▶ _ACTIVITY_:
Starting with the line that contains "Can you spot any grass on", set down each line through the end of the entries below, exactly and with nothing added.

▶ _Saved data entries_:
--- START ---
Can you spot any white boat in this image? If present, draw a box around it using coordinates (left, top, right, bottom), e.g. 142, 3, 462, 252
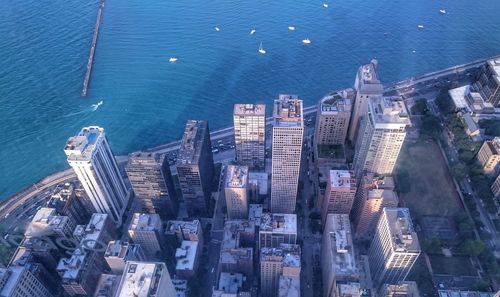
439, 9, 446, 14
214, 26, 220, 32
169, 57, 178, 63
250, 29, 256, 35
302, 38, 311, 44
288, 26, 296, 31
417, 25, 424, 29
258, 42, 266, 54
323, 3, 328, 8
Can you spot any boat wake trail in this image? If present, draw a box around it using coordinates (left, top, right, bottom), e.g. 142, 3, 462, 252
63, 100, 103, 117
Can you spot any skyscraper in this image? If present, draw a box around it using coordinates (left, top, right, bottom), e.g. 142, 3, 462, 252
271, 95, 304, 214
347, 60, 384, 144
321, 170, 356, 225
314, 89, 354, 146
477, 137, 500, 176
224, 165, 249, 219
260, 244, 301, 297
64, 126, 130, 225
473, 58, 500, 107
0, 264, 54, 297
128, 213, 164, 258
115, 262, 177, 297
233, 104, 266, 170
259, 213, 297, 249
176, 120, 215, 217
368, 208, 420, 290
126, 152, 178, 219
353, 97, 411, 180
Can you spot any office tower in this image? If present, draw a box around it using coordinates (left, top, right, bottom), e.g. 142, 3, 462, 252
248, 172, 268, 203
368, 208, 420, 290
322, 214, 358, 297
64, 126, 130, 225
219, 220, 255, 277
224, 165, 249, 219
474, 58, 500, 107
259, 213, 297, 249
166, 220, 203, 244
321, 170, 356, 224
94, 274, 120, 297
48, 182, 90, 225
382, 281, 420, 297
126, 152, 179, 219
314, 89, 354, 146
353, 174, 399, 238
260, 244, 301, 297
176, 120, 215, 217
233, 104, 266, 170
115, 262, 177, 297
104, 240, 145, 274
337, 283, 363, 297
0, 264, 53, 297
492, 174, 500, 197
24, 207, 75, 241
128, 213, 164, 258
353, 97, 411, 180
477, 137, 500, 175
175, 241, 200, 279
271, 95, 304, 213
347, 59, 384, 144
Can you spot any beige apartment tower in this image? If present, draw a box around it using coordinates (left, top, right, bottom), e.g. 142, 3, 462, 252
271, 95, 304, 214
368, 208, 420, 290
224, 165, 249, 219
314, 89, 354, 146
347, 60, 384, 144
260, 244, 301, 297
353, 174, 399, 238
492, 174, 500, 198
321, 170, 356, 225
233, 104, 266, 170
477, 137, 500, 175
128, 213, 164, 258
353, 97, 410, 180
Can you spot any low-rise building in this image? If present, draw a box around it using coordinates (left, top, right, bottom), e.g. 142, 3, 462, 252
278, 276, 300, 297
260, 244, 301, 297
104, 240, 145, 274
212, 272, 247, 296
477, 137, 500, 175
93, 274, 120, 297
115, 261, 177, 297
382, 281, 420, 297
219, 220, 255, 277
24, 207, 75, 241
248, 204, 263, 226
259, 213, 297, 249
166, 219, 203, 244
172, 279, 188, 297
175, 241, 199, 279
128, 213, 164, 258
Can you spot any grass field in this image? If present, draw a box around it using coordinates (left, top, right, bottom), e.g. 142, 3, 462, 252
395, 140, 465, 218
429, 255, 476, 276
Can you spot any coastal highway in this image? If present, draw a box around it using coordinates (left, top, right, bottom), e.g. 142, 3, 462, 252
1, 55, 496, 230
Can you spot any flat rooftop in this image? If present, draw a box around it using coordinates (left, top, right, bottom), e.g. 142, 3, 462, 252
279, 276, 300, 297
129, 213, 161, 232
177, 120, 208, 165
337, 283, 362, 297
127, 152, 163, 166
217, 272, 245, 294
225, 165, 248, 188
369, 96, 411, 127
166, 220, 200, 235
0, 266, 24, 297
273, 95, 303, 127
116, 262, 167, 297
222, 220, 255, 250
358, 60, 381, 85
485, 137, 500, 154
261, 244, 301, 267
329, 170, 354, 189
57, 248, 88, 281
64, 126, 104, 162
385, 208, 421, 253
248, 172, 268, 195
249, 204, 263, 226
84, 213, 110, 249
105, 240, 132, 259
325, 214, 357, 277
487, 58, 500, 83
220, 247, 253, 265
319, 89, 354, 114
260, 213, 297, 234
175, 241, 198, 271
172, 279, 187, 297
367, 188, 398, 202
448, 85, 471, 110
94, 274, 119, 297
234, 103, 266, 116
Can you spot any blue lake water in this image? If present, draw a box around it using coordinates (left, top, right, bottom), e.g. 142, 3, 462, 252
1, 0, 500, 199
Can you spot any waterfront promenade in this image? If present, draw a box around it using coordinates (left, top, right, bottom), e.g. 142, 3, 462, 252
1, 54, 497, 226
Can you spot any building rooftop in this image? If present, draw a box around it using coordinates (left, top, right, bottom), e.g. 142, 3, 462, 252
383, 281, 420, 297
222, 220, 255, 250
369, 96, 411, 128
260, 213, 297, 234
177, 120, 208, 165
234, 104, 266, 116
367, 188, 398, 202
261, 244, 301, 267
127, 151, 163, 166
485, 137, 500, 154
64, 126, 104, 162
57, 248, 88, 282
358, 60, 381, 84
225, 165, 248, 188
438, 290, 495, 297
172, 279, 187, 297
94, 274, 120, 297
385, 208, 421, 253
273, 95, 303, 127
325, 214, 357, 277
116, 262, 167, 297
448, 85, 471, 110
337, 283, 362, 297
166, 220, 201, 237
278, 276, 300, 297
175, 241, 198, 271
487, 58, 500, 83
217, 272, 245, 294
248, 172, 268, 195
0, 265, 23, 297
104, 240, 136, 259
329, 170, 354, 189
51, 182, 74, 201
248, 204, 263, 226
129, 213, 161, 232
319, 89, 354, 114
24, 207, 60, 238
83, 213, 110, 249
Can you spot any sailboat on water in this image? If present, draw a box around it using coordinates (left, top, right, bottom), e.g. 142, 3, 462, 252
258, 42, 266, 54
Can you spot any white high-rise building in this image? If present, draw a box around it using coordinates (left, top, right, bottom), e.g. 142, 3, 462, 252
233, 104, 266, 170
348, 60, 384, 144
115, 262, 177, 297
271, 95, 304, 214
353, 97, 411, 180
224, 165, 249, 219
64, 126, 129, 225
368, 208, 420, 290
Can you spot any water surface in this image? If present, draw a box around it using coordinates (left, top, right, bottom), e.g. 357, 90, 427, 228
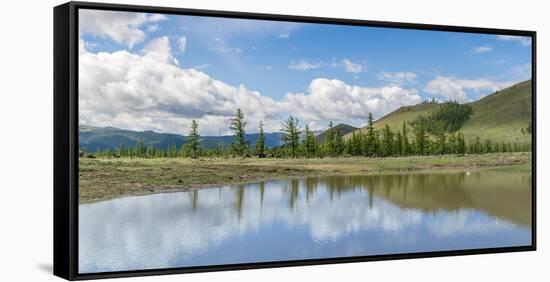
79, 170, 531, 273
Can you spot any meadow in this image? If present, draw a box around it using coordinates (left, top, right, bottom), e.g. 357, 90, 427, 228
79, 152, 531, 203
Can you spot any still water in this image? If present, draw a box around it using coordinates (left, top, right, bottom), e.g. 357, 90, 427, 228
79, 170, 531, 273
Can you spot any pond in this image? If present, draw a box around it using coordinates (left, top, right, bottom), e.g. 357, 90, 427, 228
79, 170, 532, 273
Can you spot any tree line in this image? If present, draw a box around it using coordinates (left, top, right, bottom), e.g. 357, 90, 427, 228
83, 106, 531, 159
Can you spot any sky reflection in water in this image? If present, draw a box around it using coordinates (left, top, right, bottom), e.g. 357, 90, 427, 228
79, 171, 531, 273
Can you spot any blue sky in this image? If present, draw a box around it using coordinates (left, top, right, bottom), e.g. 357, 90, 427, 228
79, 10, 532, 135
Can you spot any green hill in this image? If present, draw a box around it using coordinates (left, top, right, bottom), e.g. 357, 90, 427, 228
344, 80, 532, 144
316, 123, 358, 142
460, 80, 532, 143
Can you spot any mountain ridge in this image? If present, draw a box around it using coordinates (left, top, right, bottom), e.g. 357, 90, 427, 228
79, 125, 284, 151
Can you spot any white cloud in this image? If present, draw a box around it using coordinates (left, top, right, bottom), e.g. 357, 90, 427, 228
80, 35, 423, 135
342, 59, 363, 73
209, 46, 242, 53
289, 60, 321, 71
79, 36, 279, 135
189, 17, 300, 40
424, 76, 516, 102
496, 35, 532, 46
472, 46, 492, 53
79, 37, 88, 55
260, 65, 273, 71
378, 71, 417, 85
279, 32, 290, 38
507, 63, 532, 81
79, 10, 167, 48
147, 24, 158, 32
177, 36, 187, 52
192, 64, 210, 70
281, 78, 422, 122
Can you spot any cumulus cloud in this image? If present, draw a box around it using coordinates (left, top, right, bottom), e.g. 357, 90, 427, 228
79, 36, 279, 135
496, 35, 532, 46
471, 46, 492, 53
289, 60, 321, 71
80, 35, 429, 136
79, 9, 167, 48
177, 36, 187, 52
424, 76, 516, 102
281, 78, 422, 123
342, 59, 363, 73
378, 71, 417, 85
81, 35, 423, 135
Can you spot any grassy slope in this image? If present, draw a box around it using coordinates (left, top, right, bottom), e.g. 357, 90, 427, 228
460, 80, 532, 143
344, 80, 532, 144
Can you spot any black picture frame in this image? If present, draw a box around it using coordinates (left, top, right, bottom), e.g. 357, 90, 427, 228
54, 1, 537, 280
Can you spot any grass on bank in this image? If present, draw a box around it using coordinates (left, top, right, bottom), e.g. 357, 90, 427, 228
79, 152, 531, 203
--- END ---
▶ _RESPONSE BELOW_:
Can you spot any grass on bank in this image? If present, draw a box around it using coordinates (left, top, right, bottom), e.g. 357, 90, 427, 228
79, 152, 531, 203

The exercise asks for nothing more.